#### [SELECTED EXCERPT]
□ □ □ □ □
Your Hormones and Heart Health

hormones and heart healthThe Connection: Your Hormones and Heart Health

During this Heart Health Month post, I look at the hormones and heart health connection. It’s no secret that you are an integrated being. The health of your bones is related to hormones. Your fat storage and fat burning ability are related to hormones. Your muscle definition is related to hormones.

Your heart health too is related to hormones.

There are over 70 hormones in the body. If any of them are too low or too high you have imbalance. It might seem logical we’re always in some kind of imbalance, right? How can 70 hormones always be well behaved?

But some have a bigger impact than others. The rate and speed of damage from hormone imbalance depends on which hormone and how much it’s out of balance.  Some matter more than others and some affect other hormones causing a cascade reaction.

High estrogen levels are most related to your risk of heart disease. 

Yet, it’s integrated. Every hormone is influenced or influenced by another. Just as exercise is influenced or influences hormones.

The After 50 Fitness Formula

Exercise for many of us is the catalyst for making other positive health-impacting changes. So in this post about heart health and hormones I address how the After 50 Fitness Formula (used in all my programs) is used in an If-This, Then-That approach.

You, of course, have to know two things:

1) What those positive changes are – you may need not more information, but more specific data about you. Whether you do this through a course, an elimination diet, a food sensitivity test, a stool test or a combination of these, (and I encourage more than one for many of the individuals who have “tried everything” but still don’t have answers), you have to define what “healthy” choices are for you in the right now of your life.

2) What exercise supports hormone balance based on your signs of imbalance- whether you’ve tested with lab work or not. I very recently was surprised to be asked whether “extensive lab testing” needed to be done to tell you the status of your hormones. The answer is no!

The fitness formula for women over 50Labs or Life Clues?

Your body doesn’t lie. If you’re not digesting well, you’re losing your hair, you’re tired all the time, you’re hungry right after meals, you’re craving sugar or salt, you can’t remove belly fat even with exercise and healthy eating… these are all signs and can all be usedto adjust your habits for more natural hormone balance.

Exercise more and harder is the intuitive response for both too many trainers, and women who aren’t getting results. That “do more of what’s not working” approach will make matters worse. From hormone imbalance you can go to adrenal fatigue and complicate matters with thyroid disruption, if you don’t listen and respond.
□ □ □ □ □
#### [RAW DATA]

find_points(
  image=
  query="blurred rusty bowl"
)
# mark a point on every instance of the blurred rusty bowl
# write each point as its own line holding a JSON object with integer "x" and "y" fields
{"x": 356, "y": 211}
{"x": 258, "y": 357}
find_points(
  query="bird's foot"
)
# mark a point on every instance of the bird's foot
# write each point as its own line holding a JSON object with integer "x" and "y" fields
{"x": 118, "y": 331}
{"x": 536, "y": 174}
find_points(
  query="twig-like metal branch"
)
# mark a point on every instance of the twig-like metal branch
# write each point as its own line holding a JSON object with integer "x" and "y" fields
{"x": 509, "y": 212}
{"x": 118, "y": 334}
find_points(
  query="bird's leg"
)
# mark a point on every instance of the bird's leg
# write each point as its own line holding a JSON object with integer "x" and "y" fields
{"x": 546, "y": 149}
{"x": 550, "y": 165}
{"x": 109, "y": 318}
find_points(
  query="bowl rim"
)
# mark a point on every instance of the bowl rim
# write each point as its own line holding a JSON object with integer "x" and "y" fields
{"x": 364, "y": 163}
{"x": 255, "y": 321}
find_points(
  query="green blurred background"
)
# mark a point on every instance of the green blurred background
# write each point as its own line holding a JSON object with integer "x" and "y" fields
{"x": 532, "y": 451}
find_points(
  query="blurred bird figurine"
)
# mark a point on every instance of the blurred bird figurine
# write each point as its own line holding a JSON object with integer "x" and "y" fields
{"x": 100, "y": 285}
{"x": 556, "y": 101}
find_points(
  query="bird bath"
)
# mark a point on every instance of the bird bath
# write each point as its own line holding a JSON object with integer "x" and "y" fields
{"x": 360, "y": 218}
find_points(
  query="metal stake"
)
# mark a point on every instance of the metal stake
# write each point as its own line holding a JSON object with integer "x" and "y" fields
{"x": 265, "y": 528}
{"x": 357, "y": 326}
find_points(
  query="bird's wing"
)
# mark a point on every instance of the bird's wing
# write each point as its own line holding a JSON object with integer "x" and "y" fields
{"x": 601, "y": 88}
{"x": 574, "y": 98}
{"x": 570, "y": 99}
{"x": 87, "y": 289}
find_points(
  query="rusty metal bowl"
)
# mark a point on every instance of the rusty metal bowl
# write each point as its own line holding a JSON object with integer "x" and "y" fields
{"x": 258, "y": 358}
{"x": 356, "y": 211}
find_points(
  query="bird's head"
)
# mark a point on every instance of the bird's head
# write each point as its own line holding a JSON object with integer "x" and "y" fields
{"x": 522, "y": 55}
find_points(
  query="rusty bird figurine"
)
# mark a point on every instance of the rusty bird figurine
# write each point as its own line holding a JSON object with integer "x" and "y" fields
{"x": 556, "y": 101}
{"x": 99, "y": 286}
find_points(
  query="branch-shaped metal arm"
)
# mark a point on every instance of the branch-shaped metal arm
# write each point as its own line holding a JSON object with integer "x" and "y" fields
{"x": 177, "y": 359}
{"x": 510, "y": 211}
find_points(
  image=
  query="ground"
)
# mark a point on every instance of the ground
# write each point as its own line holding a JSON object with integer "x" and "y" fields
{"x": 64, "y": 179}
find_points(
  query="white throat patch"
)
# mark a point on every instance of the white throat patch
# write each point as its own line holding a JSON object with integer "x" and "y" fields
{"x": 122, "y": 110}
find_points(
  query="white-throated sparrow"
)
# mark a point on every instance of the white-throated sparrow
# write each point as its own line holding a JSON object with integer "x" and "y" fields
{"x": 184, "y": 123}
□ □ □ □ □
#### [THE PROBLEM]
Copy word for word the stretch of the post on hormones and heart health from "You, of course, have" through "or Life Clues?".

#### [WRITTEN ANSWER]
You, of course, have to know two things:

1) What those positive changes are – you may need not more information, but more specific data about you. Whether you do this through a course, an elimination diet, a food sensitivity test, a stool test or a combination of these, (and I encourage more than one for many of the individuals who have “tried everything” but still don’t have answers), you have to define what “healthy” choices are for you in the right now of your life.

2) What exercise supports hormone balance based on your signs of imbalance- whether you’ve tested with lab work or not. I very recently was surprised to be asked whether “extensive lab testing” needed to be done to tell you the status of your hormones. The answer is no!

The fitness formula for women over 50Labs or Life Clues?